● GIVEN ENTRIES
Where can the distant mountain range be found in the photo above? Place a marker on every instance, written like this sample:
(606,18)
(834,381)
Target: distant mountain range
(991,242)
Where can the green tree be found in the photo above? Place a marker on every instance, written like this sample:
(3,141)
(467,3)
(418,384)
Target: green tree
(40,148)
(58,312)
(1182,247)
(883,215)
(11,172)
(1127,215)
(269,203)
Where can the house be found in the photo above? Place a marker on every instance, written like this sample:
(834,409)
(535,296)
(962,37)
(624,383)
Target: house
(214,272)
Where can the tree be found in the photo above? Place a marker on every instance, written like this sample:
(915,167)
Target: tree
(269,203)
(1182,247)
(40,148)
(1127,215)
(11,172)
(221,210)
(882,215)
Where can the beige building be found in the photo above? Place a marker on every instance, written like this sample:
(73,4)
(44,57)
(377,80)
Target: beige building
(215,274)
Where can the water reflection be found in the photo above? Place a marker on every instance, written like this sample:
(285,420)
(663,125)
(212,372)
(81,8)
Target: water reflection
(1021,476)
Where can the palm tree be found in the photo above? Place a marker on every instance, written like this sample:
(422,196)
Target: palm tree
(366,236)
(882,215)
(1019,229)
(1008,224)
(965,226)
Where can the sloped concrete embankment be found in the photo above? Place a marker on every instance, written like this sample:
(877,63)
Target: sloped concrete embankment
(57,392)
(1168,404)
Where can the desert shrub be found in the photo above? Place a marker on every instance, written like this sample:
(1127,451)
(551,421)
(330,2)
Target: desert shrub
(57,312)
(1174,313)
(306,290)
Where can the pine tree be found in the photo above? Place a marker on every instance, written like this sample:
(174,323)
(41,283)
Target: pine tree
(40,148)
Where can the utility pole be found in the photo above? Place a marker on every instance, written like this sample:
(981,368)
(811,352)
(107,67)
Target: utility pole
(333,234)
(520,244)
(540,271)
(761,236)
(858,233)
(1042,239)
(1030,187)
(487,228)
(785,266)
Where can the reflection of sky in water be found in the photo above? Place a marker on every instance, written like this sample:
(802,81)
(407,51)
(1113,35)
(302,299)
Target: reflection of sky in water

* * *

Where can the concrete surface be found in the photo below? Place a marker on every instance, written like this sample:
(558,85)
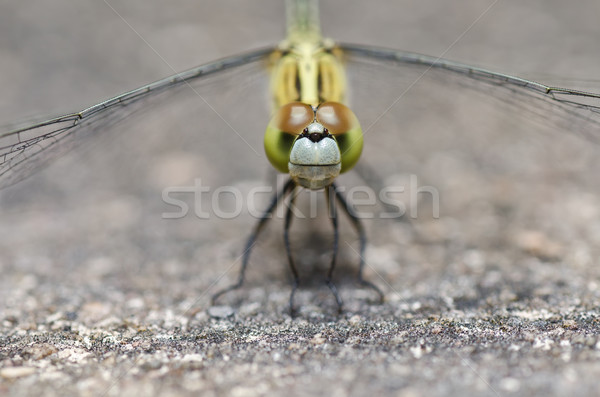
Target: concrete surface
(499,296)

● DIRECTIONS FOR THIS TASK
Please tally the lines above that contain the word "reflection" and give only that number.

● FINISHED EXERCISE
4